##### Selected text #####

Friday, September 30, 2022

PT--3 "The Principle" (Matt. 16:24)

 

SPIRITUAL DIARY FOR 9/30/2022 8:42 AM

 

My Worship Time                                                                              Focus:  PT-3 “The Principle”

 

Bible Reading & Meditation                                                    Reference:  Matthew 16:24

 

            Message of the verse:  “Then Jesus said to His disciples, “If anyone wishes to come after Me, let him deny himself, and take up his cross, and follow Me.”

 

            In order for me to make sense of this section, and to make those who read it make sense I think that once again that I should just quote from MacArthur’s commentary.

 

            “The believer is made acceptable before God when he trust in Jesus Christ and he stands before the Lord in perfect righteousness, clothed in ‘the new self, which in the likeness of God has been created in righteousness and holiness of the truth’ (Eph. 4:24).  But as Paul also declared, even after salvation a believer has no more goodness in himself, ‘that is in [his] flesh,’ than he had before salvation.  To deny self is to ‘make no provision for the flesh’ (Rom. 13:14) and to ‘put no confidence in [it]’ Phil 3:3).  To deny self is to subject oneself entirely to the lordship and resources of Jesus Christ, in utter rejection of self-will and self-sufficiency.

#####

• [Required actions]:
1. Which Bible verse is listed as the reference for the reading in the spiritual diary entry?
2. Continue the spiritual diary entry from its last sentence.

##### Given information #####

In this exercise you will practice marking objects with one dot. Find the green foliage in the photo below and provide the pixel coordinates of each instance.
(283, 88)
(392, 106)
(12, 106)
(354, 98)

#####

• [Answers for the exercise]:
1. Matthew 16:24

2.
            Jesus proclaimed that the first requirement for entering the kingdom is to be ‘poor in spirit’ (Matt 5:3), to have the spirit of utter poverty in regard to one’s own goodness, righteousness, worth, and merit.  It is to humbly recognize one’s spiritual destitution.  It is only the person who realizes how poor he is who will ever know the riches of Christ.  It is only the person who realizes how sinful and damned he is who will ever come to know how precious the forgiveness of God is.  ‘The Lord is near to the brokenhearted and saves those who are crushed in spirit’ (Ps. 34:18).  It is the broken and contrite heart that God loves and will never despise (Ps. 51:17).  It is not the self-righteous and self-satisfied but the penitent and humble whom God saves.  It was not the proud Pharisee who had such a high image of himself, but the brokenhearted tax collector who asked God for mercy, who Jesus said ‘went down to his house justified’ (Luke 18:14).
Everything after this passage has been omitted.